### Work required
Rewrite the material below, changing "Place a dot" to "Put a marker" everywhere and leaving the rest untouched.
━━━ Records supplied
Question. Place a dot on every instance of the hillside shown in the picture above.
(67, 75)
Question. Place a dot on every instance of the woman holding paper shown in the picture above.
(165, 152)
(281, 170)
━━━━━━
### Reply to the exercise
Question. Put a marker on every instance of the hillside shown in the picture above.
(67, 75)
Question. Put a marker on every instance of the woman holding paper shown in the picture above.
(165, 152)
(281, 170)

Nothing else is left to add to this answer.